» **Try it**:
Copy all lines below containing "collie".

» **Task data**:
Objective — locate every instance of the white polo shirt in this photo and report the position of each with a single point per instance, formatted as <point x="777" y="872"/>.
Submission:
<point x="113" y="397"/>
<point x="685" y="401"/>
* * *
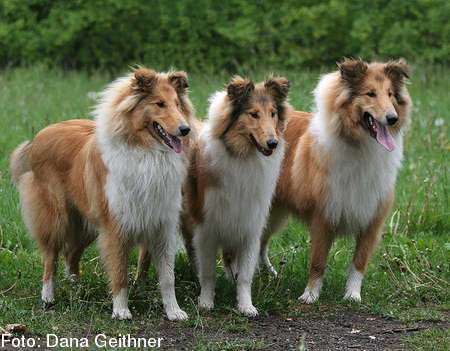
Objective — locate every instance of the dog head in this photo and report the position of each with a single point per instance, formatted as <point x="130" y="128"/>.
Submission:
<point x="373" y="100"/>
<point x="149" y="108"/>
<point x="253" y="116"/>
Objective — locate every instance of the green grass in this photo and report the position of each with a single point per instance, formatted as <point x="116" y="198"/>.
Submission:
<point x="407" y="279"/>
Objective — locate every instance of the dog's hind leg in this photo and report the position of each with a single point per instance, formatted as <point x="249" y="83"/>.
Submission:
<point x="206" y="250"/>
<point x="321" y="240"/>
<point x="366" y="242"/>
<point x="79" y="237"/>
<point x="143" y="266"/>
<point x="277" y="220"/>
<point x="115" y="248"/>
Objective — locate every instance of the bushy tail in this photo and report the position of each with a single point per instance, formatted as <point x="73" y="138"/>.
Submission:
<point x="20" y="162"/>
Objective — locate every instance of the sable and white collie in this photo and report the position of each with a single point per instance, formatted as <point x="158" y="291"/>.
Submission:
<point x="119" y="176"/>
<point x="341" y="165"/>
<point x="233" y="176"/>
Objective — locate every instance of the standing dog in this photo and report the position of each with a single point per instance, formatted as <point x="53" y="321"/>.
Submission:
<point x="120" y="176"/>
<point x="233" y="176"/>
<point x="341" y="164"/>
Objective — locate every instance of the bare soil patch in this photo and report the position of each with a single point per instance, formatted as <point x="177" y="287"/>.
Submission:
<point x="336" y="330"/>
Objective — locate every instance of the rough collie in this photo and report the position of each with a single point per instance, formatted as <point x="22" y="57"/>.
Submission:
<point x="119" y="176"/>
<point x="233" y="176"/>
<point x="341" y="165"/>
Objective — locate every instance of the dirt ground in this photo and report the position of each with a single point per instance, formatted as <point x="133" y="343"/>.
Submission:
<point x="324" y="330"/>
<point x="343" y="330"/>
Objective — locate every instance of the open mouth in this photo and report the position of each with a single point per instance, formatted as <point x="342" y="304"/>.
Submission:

» **Answer area**:
Objective — locate every instance of the sable and white collie in this photo and report the position of each with a single point per instance, formatted as <point x="158" y="291"/>.
Objective — locate every instance of the rough collie in this photo and report the position of each with a single point per instance, formatted as <point x="22" y="57"/>.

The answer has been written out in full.